◆ Excerpts from point annotation data:
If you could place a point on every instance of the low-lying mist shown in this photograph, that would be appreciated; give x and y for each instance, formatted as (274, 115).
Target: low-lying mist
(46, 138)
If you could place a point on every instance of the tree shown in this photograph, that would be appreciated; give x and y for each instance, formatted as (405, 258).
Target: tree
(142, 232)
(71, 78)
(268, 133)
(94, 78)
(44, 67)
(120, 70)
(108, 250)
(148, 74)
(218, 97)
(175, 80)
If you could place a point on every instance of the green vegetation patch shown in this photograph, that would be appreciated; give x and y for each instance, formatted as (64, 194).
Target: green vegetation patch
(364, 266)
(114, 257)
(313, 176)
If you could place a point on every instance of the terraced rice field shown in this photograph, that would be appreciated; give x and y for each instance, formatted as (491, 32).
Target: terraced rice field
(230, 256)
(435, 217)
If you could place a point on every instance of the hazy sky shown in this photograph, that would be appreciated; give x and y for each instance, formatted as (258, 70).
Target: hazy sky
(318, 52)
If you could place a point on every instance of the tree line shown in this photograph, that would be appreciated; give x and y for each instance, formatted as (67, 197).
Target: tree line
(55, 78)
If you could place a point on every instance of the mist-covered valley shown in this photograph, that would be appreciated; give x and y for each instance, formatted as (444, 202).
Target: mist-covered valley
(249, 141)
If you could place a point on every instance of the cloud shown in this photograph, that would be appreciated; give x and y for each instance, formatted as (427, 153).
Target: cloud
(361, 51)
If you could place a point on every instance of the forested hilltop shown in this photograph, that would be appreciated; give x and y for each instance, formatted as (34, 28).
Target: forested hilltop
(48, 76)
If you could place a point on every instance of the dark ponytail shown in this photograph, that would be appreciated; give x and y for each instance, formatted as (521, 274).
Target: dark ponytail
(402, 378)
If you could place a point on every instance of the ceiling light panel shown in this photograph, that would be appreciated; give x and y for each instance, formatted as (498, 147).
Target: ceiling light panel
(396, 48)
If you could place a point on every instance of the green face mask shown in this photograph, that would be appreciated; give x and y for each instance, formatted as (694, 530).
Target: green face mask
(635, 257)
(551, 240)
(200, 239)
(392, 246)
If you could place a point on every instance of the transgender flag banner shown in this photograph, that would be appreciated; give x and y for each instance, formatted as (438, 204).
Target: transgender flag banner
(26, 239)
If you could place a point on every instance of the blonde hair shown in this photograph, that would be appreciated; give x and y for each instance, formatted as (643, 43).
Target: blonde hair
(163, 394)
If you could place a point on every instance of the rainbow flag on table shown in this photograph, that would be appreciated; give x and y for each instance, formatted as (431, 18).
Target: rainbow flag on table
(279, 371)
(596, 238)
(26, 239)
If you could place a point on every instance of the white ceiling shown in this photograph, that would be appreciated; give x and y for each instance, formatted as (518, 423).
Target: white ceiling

◆ GOAL:
Please copy the data word for word. Start at the line that contains "as (431, 18)." and continue through the end of the data.

◆ RESULT:
If you could place a point on every instance of the rainbow flag on table shown in this photograph, that would be appreciated; give x and y for each instance, formatted as (431, 18).
Target: rainbow flag on table
(279, 371)
(596, 238)
(26, 239)
If you could place a point on every instance of the white ceiling shown in this photograph, that would be appreciated; give x and y for each instance, formatted as (518, 423).
Target: white ceiling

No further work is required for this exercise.